- _Goal_
Transcribe every entry word for word. Skip the pictures.

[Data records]
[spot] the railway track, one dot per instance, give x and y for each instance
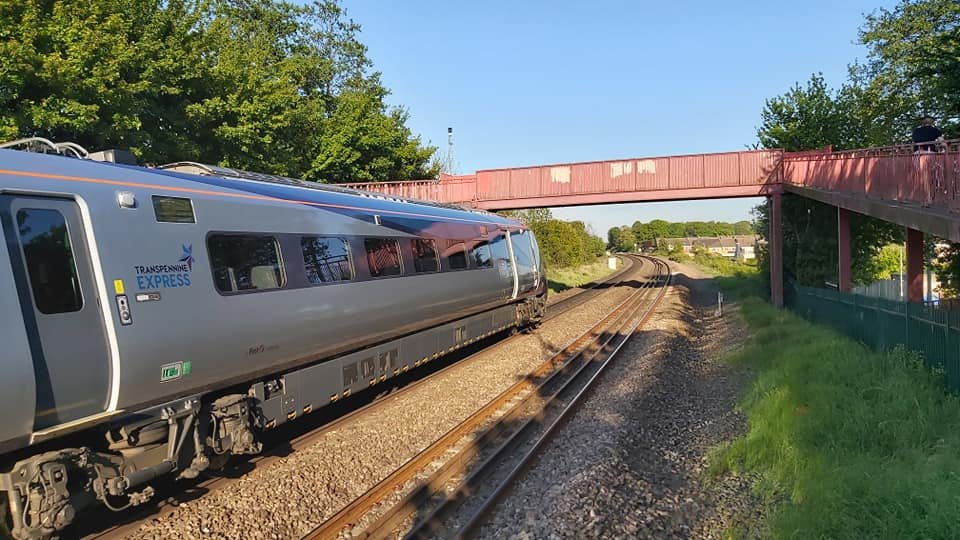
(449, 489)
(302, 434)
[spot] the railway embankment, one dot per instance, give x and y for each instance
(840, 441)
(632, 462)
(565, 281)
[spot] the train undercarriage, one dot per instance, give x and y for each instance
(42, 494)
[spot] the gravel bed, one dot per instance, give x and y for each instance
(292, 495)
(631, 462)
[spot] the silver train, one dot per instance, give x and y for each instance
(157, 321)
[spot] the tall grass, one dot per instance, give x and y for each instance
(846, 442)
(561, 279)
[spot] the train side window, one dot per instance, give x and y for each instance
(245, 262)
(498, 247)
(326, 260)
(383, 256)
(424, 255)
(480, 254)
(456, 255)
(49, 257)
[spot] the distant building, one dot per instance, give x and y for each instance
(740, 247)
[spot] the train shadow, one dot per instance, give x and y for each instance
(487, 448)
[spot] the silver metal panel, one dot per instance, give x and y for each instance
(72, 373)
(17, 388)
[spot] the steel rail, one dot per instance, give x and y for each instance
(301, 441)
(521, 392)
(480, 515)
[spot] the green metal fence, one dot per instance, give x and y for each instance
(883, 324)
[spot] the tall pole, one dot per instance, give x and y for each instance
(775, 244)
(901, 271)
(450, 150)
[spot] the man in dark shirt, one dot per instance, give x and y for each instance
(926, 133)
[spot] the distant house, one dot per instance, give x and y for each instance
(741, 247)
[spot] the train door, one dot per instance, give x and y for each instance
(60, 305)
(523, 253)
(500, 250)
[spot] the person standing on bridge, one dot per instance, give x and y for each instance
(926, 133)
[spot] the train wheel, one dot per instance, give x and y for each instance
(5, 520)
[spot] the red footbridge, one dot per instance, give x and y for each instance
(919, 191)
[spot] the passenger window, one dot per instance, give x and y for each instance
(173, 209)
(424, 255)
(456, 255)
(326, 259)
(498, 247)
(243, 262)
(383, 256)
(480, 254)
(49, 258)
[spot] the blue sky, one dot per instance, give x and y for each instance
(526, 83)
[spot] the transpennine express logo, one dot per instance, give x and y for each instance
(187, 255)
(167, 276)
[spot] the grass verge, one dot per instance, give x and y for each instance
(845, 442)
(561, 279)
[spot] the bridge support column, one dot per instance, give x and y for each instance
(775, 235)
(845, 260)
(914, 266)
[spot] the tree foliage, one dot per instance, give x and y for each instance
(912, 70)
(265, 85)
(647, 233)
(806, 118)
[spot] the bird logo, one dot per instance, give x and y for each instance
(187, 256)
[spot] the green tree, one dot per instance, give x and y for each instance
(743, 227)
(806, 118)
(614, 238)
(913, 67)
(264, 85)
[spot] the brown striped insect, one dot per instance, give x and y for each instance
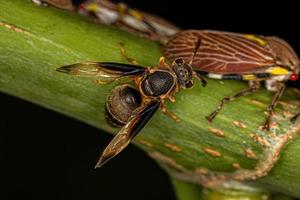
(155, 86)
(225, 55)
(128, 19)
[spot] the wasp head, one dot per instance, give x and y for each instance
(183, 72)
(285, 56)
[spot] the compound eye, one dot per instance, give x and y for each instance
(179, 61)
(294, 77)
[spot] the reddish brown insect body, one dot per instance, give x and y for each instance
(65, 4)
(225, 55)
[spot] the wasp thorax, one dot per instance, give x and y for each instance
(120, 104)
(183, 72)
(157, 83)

- _Correct output_
[spot] the railway track, one dot per instance, give x and y for each instance
(449, 489)
(302, 434)
[spot] the railway embankment, one dot per instance, give x and y for each instance
(840, 441)
(632, 462)
(565, 281)
[spot] the train undercarriage, one dot per instance, give x and y for each instance
(42, 494)
[spot] the gravel bed, one dot per instance, give x and y for each instance
(292, 495)
(631, 462)
[spot] the silver train, one dot per instance, give x and y for each instance
(157, 321)
[spot] the tall grass, one dot per instance, give x and y for each instance
(846, 442)
(561, 279)
[spot] the train side window, one dot per instance, give x and y for each instance
(245, 262)
(498, 247)
(326, 260)
(383, 256)
(424, 255)
(480, 254)
(456, 255)
(49, 257)
[spot] the distant building, one dot per instance, give x and y for each instance
(740, 247)
[spot] the train shadow, one dot per instance, give x and y for each instance
(487, 448)
[spot] the silver metal panel, one dot per instance, give x and y for each instance
(72, 373)
(17, 388)
[spot] the steel rail, one dot per instance, give x and y for each instance
(301, 441)
(521, 392)
(480, 515)
[spot] the green metal fence, one dot per instance, give x and y for each instance
(883, 324)
[spot] the tall pole, one dot per instance, give x and y for each instance
(775, 244)
(901, 271)
(450, 150)
[spot] the man in dark shirt, one dot per instance, give x and y for each instance
(926, 133)
[spot] the distant house, one dot per instance, give x and y for each instance
(741, 247)
[spot] the train door, one dot per instance, give x and y for each instance
(60, 305)
(523, 253)
(500, 250)
[spot] the person standing on bridge, one dot per instance, give x and y for each instance
(926, 133)
[spot] the train wheel, one dot per instance, give x and y for each instance
(5, 520)
[spot] the red footbridge, one dot per instance, give x and y for each instance
(919, 191)
[spot] the passenger window, one dot per instance, give x and y for each instance
(173, 209)
(424, 255)
(456, 255)
(326, 259)
(498, 247)
(243, 262)
(383, 256)
(480, 254)
(49, 258)
[spot] the blue sky, one dot per instance, give x and y for each instance
(526, 83)
[spot] the transpennine express logo, one dot per instance, give x and y for each instance
(187, 255)
(167, 276)
[spot] the grass verge, one dot per instance, give x and y for each instance
(845, 442)
(561, 279)
[spot] the bridge support column, one dot per instance, give x and y for each instance
(775, 235)
(845, 260)
(914, 266)
[spot] the tree foliage, one dot per instance, give x and y for each instance
(912, 70)
(265, 85)
(647, 233)
(806, 118)
[spot] the bird logo, one dot per instance, give x and y for each instance
(187, 256)
[spot] the green tree, one dot per instance, give x and y for each instance
(743, 227)
(806, 118)
(614, 238)
(913, 67)
(264, 85)
[spot] the brown striped insect, one dot per instance, give x and y for each instance
(155, 86)
(225, 55)
(128, 19)
[spot] the wasp head, one dot per instance, give x and y for each instance
(183, 72)
(285, 56)
[spot] the compound eye, one dot per instance, give x and y for each instance
(179, 61)
(294, 77)
[spot] the reddish brown insect body, one dot per instance, give x and y for each instance
(65, 4)
(225, 55)
[spot] the wasp thorax, one dot per instance, give x and y for each instance
(120, 104)
(183, 72)
(157, 83)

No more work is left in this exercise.